**Objectif**
Reproduisez mot pour mot, dans le texte sur les concessions autoroutières, le passage allant de « L’ART rappelle en » jusqu'à « financier du modèle. ».

L’Etat et les usagers au centre du contrat concessif.

L’ART rappelle en effet que la singularité des contrats de concession tient aux engagements contractuels de long terme entre les parties et à l’encadrement financier du modèle.

Lorsqu’elles se voient attribuer une concession autoroutière, les SCA sont contractuellement tenues d’entretenir et de développer les infrastructures - état des routes, aires de services, etc. - et de les restituer en bon état au terme du contrat. Si le Sénat et l’ART s’accordent sur la nécessité de renforcer les exigences de restitution des autoroutes « en bon état », le régulateur rappelle que le niveau d’investissement des SCA pour entretenir le réseau autoroutier français représente près de trois fois leurs charges d’exploitation. Le contrat est rempli à en croire un avis de l’Assemblée nationale du 3 octobre 2018, d’après lequel

« l’état des autoroutes concédées est globalement meilleur que celui du réseau routier non concédé et la tendance est à l’amélioration ».

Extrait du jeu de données
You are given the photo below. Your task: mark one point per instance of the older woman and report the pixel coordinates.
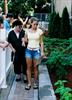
(34, 50)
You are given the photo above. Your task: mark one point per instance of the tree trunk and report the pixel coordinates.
(5, 6)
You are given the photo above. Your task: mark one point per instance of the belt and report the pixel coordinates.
(33, 48)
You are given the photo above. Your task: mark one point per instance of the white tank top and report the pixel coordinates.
(33, 38)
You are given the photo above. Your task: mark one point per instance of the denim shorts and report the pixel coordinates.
(33, 54)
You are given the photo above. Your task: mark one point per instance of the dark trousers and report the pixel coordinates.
(19, 63)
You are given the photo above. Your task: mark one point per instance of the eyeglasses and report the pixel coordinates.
(20, 26)
(36, 24)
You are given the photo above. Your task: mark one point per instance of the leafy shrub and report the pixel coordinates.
(65, 24)
(59, 55)
(50, 28)
(64, 92)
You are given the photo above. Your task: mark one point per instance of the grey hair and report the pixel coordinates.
(34, 19)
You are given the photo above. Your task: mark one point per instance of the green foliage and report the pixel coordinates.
(59, 53)
(50, 30)
(65, 92)
(65, 24)
(24, 6)
(54, 25)
(59, 27)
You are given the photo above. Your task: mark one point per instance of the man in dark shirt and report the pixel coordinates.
(15, 39)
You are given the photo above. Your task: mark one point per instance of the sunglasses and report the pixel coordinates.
(20, 26)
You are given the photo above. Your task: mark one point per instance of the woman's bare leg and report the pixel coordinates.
(35, 70)
(29, 64)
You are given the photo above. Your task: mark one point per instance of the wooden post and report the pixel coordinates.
(5, 6)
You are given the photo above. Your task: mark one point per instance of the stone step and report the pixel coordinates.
(46, 91)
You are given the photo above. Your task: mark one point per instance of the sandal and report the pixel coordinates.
(28, 87)
(35, 86)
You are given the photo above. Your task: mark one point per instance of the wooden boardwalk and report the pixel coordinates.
(18, 92)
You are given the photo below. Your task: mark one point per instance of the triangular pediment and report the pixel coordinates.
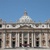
(25, 27)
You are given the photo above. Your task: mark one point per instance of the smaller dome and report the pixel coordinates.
(25, 19)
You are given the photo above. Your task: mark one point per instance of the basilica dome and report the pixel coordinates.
(25, 19)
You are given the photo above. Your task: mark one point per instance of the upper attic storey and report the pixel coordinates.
(25, 18)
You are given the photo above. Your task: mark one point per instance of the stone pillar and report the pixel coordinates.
(46, 40)
(22, 40)
(3, 40)
(32, 39)
(16, 40)
(40, 44)
(10, 44)
(28, 40)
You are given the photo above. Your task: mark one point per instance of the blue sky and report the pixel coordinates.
(12, 10)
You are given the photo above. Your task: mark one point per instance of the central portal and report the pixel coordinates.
(37, 43)
(13, 44)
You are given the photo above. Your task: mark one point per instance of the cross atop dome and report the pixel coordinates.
(25, 13)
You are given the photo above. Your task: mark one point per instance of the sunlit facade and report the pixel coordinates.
(24, 33)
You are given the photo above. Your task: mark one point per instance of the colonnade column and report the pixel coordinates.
(32, 39)
(40, 44)
(10, 41)
(28, 40)
(22, 40)
(46, 40)
(16, 40)
(3, 45)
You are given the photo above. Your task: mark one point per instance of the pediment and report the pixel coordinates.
(25, 27)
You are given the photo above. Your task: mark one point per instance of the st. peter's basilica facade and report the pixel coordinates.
(24, 33)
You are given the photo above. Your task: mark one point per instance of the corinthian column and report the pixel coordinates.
(3, 40)
(46, 40)
(40, 40)
(32, 39)
(22, 39)
(16, 40)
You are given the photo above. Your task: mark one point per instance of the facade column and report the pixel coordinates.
(46, 40)
(40, 44)
(10, 41)
(16, 40)
(3, 45)
(32, 39)
(22, 40)
(28, 40)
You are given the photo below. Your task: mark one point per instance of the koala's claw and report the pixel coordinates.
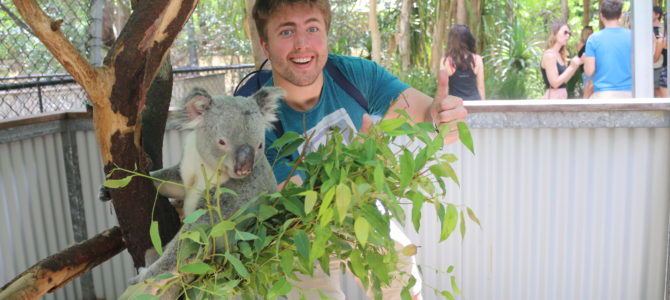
(104, 194)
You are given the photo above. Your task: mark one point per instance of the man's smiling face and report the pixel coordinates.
(296, 44)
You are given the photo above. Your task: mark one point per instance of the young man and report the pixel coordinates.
(294, 36)
(608, 55)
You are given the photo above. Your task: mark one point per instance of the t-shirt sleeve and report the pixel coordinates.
(281, 167)
(378, 86)
(590, 47)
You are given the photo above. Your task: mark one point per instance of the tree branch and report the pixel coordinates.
(57, 270)
(48, 31)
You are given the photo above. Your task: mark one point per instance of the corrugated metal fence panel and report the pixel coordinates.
(110, 278)
(34, 208)
(565, 213)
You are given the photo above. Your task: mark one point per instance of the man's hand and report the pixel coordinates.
(447, 109)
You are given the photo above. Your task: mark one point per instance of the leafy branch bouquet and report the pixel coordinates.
(343, 211)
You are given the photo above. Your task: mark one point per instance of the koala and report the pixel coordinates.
(227, 129)
(224, 127)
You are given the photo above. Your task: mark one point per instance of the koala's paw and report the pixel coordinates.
(104, 194)
(140, 277)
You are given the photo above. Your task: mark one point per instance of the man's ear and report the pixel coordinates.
(264, 46)
(267, 99)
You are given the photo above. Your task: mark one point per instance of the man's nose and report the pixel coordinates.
(300, 41)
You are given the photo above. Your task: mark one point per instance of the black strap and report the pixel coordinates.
(260, 77)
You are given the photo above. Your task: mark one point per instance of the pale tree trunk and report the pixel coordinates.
(565, 10)
(252, 33)
(586, 18)
(461, 12)
(476, 21)
(375, 35)
(439, 34)
(57, 270)
(119, 92)
(404, 42)
(95, 32)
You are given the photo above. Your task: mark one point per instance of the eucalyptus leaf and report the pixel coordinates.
(465, 136)
(156, 237)
(198, 268)
(245, 236)
(310, 200)
(237, 264)
(302, 244)
(286, 138)
(220, 228)
(342, 201)
(362, 230)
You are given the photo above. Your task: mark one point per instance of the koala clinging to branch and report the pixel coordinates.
(224, 127)
(231, 129)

**Solution**
L’ART rappelle en effet que la singularité des contrats de concession tient aux engagements contractuels de long terme entre les parties et à l’encadrement financier du modèle.